→ **What you should do**: Repeat the lines of the data starting with the line that contains "537, row 330." and going on through the line that contains "column 194, row 321", reproducing them character for character.

→ **Records of labeled points**:

- - - -

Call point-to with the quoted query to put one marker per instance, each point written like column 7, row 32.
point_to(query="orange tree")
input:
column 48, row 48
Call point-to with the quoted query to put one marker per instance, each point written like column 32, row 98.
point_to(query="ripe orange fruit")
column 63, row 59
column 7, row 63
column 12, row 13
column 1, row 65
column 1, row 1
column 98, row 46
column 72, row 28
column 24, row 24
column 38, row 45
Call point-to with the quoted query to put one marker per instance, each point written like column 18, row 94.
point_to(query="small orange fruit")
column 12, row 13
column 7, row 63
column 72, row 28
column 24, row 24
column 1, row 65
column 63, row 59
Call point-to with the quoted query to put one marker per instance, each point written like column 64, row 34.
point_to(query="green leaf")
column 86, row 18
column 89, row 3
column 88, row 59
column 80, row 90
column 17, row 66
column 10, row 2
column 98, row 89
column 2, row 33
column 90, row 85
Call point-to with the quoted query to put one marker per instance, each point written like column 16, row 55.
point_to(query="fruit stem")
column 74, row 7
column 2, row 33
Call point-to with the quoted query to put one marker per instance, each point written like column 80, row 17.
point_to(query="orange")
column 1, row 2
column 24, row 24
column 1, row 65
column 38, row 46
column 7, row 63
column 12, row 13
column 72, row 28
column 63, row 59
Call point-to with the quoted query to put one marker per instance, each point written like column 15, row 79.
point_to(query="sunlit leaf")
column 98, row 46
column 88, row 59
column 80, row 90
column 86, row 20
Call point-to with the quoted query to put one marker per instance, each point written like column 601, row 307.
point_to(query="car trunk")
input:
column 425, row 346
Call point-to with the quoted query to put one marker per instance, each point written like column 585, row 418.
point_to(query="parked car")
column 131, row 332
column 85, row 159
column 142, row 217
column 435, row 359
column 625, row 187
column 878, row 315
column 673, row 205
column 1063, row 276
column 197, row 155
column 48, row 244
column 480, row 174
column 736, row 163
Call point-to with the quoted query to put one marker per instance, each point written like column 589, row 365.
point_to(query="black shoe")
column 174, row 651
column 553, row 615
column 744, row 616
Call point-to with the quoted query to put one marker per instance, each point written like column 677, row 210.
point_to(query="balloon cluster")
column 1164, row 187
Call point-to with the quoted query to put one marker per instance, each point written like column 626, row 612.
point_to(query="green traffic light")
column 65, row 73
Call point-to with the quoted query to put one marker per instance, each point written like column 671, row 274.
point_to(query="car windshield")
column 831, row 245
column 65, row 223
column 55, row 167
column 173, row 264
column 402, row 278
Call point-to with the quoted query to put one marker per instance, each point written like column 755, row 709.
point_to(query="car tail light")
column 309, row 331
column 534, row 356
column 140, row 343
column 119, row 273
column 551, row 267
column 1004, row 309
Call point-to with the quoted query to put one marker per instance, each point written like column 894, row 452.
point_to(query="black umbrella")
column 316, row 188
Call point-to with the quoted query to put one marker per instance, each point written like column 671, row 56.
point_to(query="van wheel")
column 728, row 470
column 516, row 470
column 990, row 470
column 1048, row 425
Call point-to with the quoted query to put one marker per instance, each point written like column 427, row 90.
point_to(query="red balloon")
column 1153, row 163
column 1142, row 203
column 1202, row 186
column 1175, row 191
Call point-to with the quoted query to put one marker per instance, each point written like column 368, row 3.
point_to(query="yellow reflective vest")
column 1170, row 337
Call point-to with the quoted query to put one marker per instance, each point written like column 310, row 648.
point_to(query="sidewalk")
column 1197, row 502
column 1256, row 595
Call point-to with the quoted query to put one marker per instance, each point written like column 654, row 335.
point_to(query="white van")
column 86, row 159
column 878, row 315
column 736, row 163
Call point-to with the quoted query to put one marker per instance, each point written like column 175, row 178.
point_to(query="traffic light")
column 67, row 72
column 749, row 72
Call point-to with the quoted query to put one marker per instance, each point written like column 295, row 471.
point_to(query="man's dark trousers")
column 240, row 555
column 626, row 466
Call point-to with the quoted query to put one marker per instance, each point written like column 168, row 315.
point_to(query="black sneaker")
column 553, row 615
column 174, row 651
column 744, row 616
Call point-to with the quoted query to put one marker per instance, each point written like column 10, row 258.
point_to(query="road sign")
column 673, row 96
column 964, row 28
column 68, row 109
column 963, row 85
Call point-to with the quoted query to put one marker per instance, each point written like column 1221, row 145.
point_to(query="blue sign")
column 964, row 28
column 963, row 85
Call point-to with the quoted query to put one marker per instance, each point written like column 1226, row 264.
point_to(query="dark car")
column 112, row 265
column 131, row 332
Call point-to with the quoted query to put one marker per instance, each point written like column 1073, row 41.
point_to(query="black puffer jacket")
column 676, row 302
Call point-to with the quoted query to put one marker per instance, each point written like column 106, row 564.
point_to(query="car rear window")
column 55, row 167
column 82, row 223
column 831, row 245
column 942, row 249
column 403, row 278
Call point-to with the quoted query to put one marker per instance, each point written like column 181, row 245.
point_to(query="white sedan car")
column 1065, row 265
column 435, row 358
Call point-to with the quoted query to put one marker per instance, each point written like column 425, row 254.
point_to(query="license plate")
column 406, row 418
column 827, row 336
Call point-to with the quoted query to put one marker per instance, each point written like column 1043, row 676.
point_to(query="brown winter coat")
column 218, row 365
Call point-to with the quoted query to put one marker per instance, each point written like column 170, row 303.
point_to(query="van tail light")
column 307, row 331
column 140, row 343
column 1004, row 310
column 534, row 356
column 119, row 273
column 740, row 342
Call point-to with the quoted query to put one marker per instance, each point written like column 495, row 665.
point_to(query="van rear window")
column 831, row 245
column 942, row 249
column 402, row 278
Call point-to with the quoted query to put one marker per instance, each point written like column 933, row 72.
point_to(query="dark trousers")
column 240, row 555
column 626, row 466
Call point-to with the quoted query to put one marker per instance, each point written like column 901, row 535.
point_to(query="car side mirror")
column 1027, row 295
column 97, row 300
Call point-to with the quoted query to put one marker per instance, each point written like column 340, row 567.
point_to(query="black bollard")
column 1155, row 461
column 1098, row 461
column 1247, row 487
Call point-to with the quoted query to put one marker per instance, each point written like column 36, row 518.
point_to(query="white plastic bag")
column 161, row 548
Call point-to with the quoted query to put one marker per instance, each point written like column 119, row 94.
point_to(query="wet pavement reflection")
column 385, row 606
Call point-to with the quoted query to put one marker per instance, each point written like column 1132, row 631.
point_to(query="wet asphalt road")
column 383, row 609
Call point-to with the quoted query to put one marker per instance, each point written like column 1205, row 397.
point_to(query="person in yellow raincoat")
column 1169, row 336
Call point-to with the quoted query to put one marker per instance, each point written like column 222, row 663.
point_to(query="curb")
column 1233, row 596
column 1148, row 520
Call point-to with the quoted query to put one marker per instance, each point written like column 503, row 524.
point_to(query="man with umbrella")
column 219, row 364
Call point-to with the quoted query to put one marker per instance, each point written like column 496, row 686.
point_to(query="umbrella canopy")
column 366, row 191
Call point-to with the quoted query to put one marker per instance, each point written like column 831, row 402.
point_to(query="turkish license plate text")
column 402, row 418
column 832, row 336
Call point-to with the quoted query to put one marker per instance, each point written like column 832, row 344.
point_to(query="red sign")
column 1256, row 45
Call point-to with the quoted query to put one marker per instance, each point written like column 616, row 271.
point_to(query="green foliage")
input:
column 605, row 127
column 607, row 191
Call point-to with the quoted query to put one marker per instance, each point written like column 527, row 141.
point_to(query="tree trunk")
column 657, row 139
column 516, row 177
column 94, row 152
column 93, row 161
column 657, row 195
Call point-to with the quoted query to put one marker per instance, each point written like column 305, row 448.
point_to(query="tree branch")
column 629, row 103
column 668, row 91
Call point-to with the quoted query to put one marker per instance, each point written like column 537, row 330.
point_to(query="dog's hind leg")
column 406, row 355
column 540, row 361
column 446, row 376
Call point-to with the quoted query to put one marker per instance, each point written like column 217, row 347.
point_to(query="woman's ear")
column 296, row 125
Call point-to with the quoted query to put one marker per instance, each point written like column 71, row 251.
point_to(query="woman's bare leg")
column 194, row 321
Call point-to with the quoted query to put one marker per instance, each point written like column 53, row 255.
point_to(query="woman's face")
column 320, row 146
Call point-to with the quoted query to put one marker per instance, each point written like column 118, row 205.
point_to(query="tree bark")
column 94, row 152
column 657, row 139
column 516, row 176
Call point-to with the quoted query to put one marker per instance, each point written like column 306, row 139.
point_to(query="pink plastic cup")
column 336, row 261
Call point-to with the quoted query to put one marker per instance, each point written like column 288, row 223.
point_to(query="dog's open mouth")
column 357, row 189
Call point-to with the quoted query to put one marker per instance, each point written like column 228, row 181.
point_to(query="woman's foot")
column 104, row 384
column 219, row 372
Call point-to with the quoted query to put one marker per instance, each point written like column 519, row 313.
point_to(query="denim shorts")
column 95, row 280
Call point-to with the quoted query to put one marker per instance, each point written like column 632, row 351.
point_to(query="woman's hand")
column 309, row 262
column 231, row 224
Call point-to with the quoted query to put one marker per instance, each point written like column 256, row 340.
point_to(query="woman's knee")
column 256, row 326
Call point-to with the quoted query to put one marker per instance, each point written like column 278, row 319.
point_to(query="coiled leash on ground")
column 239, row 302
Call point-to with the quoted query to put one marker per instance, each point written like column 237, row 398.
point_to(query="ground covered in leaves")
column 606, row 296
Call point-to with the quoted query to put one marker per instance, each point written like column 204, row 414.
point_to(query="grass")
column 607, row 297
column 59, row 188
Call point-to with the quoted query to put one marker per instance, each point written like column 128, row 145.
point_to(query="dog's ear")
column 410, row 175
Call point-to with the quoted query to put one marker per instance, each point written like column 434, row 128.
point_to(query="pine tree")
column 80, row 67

- - - -

→ **Correct response**:
Call point-to with the quoted query to put one marker per instance, each point written like column 537, row 330.
point_to(query="dog's hind leg")
column 406, row 355
column 540, row 361
column 446, row 376
Call point-to with the quoted query to put one marker per instance, each point written like column 217, row 347.
point_to(query="woman's ear")
column 296, row 125
Call point-to with the quoted query to put one marker per instance, each point written like column 71, row 251.
point_to(query="woman's bare leg")
column 194, row 321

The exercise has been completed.